**Short exercise**
Copy out each line from the rows below that contains the string "bread", leaving the lines unchanged.

**Dataset records**
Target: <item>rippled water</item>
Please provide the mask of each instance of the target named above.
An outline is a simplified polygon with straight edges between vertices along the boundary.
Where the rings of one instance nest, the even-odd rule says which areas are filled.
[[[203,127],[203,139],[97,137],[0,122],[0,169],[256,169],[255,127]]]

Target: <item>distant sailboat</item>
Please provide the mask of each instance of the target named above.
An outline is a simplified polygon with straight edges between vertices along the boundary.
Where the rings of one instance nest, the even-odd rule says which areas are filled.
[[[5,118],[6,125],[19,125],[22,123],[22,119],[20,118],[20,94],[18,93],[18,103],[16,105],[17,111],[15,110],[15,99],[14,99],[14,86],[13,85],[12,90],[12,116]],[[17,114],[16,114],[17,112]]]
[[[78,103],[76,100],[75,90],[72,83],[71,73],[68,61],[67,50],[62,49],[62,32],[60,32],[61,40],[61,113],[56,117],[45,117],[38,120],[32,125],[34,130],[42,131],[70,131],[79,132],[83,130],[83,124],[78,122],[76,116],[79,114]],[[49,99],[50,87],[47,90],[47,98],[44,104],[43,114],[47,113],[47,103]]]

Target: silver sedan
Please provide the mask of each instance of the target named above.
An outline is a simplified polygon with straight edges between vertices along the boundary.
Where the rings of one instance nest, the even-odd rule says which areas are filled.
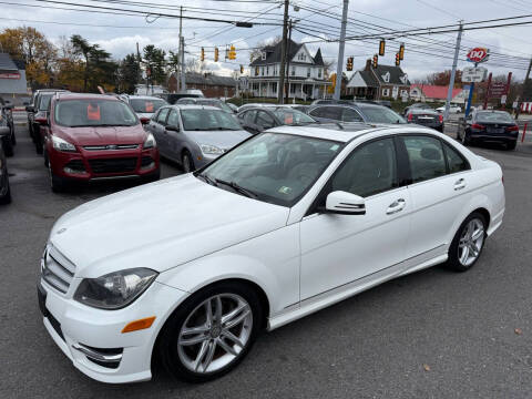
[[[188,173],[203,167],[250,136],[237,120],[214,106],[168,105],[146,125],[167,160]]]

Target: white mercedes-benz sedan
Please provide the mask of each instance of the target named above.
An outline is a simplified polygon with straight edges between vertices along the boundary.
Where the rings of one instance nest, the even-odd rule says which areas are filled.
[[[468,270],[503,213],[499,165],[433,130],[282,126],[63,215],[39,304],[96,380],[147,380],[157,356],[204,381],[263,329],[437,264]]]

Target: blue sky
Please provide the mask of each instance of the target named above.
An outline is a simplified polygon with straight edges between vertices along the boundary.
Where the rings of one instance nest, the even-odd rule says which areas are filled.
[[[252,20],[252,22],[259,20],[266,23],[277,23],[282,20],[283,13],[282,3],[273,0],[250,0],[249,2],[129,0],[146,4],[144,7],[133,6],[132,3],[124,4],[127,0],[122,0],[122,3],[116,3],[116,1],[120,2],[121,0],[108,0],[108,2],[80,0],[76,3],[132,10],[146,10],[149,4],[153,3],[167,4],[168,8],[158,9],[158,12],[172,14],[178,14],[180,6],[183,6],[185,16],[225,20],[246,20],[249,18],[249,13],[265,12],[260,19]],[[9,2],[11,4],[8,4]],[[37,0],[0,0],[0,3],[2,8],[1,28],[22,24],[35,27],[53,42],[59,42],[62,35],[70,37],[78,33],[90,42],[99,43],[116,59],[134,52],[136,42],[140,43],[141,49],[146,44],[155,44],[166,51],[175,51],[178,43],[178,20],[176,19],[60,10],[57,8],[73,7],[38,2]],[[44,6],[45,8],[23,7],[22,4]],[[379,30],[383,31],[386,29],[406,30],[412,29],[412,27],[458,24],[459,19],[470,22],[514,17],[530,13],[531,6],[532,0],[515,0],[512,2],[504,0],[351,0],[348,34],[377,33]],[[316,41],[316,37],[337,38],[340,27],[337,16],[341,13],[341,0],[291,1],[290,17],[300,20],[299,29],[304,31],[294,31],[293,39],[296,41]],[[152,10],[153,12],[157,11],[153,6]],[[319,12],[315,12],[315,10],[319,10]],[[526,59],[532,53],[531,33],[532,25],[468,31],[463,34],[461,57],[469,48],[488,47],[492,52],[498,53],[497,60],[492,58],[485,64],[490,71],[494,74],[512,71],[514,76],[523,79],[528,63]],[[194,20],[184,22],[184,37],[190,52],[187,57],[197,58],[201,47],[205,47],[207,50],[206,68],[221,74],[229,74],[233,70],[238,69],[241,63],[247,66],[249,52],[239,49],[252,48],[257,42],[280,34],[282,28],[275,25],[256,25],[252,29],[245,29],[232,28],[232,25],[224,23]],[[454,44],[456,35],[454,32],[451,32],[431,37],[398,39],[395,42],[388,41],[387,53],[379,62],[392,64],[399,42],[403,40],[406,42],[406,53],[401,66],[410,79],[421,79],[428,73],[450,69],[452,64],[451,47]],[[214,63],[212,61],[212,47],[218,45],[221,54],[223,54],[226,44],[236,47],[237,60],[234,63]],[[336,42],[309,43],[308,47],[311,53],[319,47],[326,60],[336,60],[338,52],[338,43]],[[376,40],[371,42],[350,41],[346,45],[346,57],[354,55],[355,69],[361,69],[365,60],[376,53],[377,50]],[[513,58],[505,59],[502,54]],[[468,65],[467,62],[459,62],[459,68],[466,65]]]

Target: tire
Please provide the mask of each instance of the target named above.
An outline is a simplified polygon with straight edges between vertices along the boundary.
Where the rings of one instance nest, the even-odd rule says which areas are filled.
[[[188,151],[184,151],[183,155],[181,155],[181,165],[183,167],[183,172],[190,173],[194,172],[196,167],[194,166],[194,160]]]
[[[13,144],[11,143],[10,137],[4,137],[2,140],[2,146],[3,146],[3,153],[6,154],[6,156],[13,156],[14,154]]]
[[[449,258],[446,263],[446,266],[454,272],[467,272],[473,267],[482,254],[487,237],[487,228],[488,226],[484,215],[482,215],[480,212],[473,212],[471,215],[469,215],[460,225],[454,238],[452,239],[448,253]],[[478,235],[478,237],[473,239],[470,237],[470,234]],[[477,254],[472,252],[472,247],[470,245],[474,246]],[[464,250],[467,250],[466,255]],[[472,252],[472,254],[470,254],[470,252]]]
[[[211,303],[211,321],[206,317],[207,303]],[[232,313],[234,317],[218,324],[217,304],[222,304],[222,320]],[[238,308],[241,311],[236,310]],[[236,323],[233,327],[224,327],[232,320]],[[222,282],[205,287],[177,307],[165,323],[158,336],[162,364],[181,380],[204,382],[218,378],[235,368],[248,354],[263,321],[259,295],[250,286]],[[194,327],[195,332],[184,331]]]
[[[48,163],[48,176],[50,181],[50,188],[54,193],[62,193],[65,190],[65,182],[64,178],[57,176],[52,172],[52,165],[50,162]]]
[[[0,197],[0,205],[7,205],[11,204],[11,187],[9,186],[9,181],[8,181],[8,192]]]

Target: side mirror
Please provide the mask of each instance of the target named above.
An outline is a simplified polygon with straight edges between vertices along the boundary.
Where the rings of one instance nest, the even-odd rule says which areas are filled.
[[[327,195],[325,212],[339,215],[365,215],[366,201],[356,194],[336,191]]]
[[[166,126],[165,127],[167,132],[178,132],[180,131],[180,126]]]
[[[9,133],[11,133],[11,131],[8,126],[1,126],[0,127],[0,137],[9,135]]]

* * *

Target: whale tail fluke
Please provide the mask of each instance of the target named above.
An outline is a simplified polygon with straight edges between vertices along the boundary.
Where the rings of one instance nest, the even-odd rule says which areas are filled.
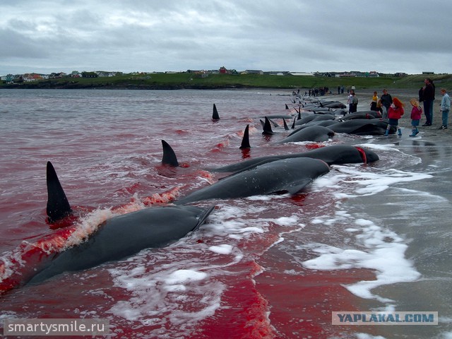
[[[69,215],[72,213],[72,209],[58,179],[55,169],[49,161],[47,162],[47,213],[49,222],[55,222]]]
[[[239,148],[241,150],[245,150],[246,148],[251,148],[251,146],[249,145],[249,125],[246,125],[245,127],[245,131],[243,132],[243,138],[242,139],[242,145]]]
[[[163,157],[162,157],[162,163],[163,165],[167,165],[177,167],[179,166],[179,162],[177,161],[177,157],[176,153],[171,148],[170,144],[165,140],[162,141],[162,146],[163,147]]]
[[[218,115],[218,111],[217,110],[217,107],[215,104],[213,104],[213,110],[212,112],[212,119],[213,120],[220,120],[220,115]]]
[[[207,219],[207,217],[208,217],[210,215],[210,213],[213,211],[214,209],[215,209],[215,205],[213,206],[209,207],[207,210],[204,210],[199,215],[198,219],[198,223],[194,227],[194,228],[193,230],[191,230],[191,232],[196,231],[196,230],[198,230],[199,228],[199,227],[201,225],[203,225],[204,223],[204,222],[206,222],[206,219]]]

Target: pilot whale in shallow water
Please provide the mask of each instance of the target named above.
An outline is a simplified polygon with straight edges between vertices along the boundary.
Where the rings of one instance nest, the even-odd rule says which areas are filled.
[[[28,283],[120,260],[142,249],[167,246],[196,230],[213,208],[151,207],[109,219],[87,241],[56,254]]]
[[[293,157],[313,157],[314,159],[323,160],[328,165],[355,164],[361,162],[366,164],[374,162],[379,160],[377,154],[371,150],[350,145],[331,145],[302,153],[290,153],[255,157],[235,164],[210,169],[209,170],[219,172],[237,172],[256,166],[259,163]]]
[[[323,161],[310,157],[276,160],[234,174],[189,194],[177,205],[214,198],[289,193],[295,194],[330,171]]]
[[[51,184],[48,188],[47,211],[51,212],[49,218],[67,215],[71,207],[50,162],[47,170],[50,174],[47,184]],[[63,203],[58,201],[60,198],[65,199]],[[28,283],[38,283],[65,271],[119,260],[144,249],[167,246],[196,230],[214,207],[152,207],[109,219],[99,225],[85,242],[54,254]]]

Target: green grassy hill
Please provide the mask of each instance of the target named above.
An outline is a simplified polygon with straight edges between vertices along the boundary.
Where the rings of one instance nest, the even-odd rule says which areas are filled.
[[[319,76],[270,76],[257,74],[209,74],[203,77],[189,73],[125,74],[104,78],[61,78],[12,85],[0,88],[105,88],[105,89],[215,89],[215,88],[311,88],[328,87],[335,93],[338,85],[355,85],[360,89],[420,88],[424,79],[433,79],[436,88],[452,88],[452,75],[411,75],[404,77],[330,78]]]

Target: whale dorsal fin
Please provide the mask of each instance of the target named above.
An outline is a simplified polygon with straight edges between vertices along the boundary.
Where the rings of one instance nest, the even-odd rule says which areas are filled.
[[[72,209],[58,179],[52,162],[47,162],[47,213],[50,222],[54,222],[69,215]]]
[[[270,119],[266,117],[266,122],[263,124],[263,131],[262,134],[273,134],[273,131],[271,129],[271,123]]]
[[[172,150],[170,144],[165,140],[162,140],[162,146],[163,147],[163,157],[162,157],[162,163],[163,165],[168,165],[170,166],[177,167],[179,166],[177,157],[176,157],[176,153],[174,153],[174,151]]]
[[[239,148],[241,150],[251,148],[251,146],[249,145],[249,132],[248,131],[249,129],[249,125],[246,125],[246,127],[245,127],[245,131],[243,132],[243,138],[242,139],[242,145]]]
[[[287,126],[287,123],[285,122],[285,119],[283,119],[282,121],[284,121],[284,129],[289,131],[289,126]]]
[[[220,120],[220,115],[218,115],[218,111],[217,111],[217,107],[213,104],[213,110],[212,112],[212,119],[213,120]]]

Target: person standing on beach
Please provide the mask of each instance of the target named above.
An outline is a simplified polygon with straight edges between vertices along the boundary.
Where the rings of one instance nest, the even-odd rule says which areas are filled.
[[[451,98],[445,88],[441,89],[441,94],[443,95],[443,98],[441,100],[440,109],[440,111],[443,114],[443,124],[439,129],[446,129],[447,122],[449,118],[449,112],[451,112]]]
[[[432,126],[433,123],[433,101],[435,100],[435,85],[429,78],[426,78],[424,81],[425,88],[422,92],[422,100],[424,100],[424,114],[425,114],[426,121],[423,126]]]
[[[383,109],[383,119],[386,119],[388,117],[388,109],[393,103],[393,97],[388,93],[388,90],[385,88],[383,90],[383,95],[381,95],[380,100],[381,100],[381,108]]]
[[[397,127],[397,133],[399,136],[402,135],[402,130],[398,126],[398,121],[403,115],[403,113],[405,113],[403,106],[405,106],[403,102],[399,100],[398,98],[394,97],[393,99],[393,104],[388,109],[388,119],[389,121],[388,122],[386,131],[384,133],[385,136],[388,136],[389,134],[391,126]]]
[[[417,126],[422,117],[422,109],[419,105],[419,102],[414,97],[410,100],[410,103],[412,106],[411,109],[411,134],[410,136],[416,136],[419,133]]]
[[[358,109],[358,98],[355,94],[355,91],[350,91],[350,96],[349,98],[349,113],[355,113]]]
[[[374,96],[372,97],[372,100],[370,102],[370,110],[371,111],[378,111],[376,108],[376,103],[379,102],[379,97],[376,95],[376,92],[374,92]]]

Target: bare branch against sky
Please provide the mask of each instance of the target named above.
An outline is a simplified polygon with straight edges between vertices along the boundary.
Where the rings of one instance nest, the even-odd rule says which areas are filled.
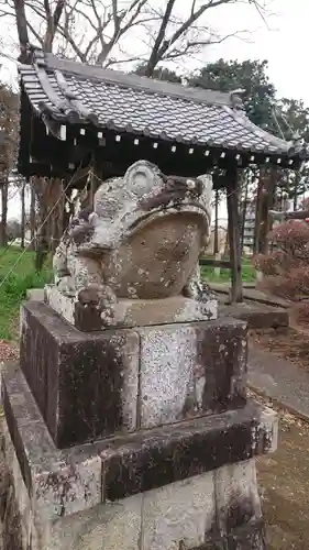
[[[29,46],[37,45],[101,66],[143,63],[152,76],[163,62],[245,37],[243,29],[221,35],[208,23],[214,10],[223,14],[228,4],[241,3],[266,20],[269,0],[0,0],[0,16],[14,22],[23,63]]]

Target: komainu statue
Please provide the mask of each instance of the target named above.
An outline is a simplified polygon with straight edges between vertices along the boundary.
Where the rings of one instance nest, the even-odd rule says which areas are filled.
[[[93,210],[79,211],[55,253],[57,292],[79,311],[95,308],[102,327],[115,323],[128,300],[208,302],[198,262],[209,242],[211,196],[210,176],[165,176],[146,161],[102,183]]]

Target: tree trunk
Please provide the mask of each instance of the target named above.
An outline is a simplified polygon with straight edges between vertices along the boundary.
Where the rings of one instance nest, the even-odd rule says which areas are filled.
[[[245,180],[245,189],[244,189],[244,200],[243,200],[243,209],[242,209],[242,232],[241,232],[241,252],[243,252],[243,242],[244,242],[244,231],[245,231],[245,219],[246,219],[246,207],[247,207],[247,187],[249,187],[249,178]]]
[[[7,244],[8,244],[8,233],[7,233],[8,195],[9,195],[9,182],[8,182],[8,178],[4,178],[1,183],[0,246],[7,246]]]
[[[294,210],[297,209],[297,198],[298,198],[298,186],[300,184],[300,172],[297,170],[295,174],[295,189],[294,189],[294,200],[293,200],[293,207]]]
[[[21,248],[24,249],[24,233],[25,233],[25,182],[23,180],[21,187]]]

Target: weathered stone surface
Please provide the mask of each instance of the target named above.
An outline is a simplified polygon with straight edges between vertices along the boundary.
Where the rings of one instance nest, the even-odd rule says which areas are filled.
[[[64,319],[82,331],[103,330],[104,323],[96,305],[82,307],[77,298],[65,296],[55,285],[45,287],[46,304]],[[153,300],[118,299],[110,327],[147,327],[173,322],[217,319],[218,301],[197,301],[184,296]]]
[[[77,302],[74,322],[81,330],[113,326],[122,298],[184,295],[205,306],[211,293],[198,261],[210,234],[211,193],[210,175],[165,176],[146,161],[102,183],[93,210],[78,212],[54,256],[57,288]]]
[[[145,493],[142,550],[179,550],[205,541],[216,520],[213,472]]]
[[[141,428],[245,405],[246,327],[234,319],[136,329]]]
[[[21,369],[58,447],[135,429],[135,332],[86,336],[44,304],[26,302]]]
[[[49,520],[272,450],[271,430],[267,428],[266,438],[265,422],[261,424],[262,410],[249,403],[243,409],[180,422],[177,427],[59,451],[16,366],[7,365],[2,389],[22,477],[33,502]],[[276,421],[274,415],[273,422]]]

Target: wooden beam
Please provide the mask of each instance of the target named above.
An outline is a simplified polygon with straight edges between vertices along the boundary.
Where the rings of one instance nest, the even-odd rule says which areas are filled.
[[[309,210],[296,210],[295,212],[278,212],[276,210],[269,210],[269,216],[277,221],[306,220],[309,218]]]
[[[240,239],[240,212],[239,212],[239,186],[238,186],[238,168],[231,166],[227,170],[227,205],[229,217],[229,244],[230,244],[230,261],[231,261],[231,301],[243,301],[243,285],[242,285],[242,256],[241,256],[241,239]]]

...

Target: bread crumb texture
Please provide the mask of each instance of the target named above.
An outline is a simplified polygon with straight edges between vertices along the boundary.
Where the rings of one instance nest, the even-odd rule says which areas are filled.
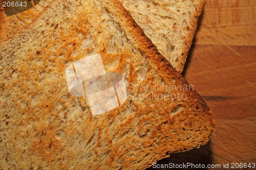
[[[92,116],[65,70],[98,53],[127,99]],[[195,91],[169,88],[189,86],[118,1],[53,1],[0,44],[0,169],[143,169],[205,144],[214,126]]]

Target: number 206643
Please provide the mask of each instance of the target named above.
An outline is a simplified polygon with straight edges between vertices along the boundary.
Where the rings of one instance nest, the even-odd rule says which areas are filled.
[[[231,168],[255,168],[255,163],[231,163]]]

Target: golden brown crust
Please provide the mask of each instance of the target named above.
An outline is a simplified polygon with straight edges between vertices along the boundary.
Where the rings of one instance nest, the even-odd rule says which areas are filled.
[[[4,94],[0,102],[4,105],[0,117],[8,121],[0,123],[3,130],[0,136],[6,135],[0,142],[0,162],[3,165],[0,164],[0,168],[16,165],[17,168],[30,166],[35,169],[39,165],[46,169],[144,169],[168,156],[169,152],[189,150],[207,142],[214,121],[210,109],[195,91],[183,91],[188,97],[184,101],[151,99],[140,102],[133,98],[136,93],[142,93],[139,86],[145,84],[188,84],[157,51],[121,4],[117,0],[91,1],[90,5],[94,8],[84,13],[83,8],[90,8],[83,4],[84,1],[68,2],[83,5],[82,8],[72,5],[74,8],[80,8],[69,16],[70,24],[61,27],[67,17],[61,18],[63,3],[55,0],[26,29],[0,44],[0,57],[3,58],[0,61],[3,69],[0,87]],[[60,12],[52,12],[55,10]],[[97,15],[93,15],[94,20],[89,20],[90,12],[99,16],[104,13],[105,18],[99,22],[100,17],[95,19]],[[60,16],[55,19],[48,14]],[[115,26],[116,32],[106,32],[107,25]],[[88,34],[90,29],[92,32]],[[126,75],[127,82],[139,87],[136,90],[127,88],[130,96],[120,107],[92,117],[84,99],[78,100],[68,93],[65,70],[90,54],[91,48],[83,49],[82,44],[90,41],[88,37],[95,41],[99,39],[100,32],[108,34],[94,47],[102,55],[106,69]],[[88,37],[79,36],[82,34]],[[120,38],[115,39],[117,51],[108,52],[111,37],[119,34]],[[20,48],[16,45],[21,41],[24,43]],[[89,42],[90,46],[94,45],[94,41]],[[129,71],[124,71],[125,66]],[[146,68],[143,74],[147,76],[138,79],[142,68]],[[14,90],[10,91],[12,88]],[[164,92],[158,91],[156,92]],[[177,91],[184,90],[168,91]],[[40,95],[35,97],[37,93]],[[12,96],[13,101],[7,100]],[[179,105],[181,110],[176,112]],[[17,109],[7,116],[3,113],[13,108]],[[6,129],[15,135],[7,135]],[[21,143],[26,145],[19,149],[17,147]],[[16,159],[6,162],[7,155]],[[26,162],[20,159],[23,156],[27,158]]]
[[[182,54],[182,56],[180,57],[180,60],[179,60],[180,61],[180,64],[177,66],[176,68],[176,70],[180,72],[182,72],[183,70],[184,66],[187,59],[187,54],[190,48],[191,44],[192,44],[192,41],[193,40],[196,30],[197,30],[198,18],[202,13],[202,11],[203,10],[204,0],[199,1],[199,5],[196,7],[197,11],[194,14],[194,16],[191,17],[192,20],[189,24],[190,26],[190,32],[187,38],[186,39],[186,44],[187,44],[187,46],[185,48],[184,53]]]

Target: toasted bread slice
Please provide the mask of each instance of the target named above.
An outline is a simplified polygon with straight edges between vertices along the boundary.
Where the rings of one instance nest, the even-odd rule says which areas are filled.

**Problem solution**
Target: bread crumb texture
Target: toasted bread slice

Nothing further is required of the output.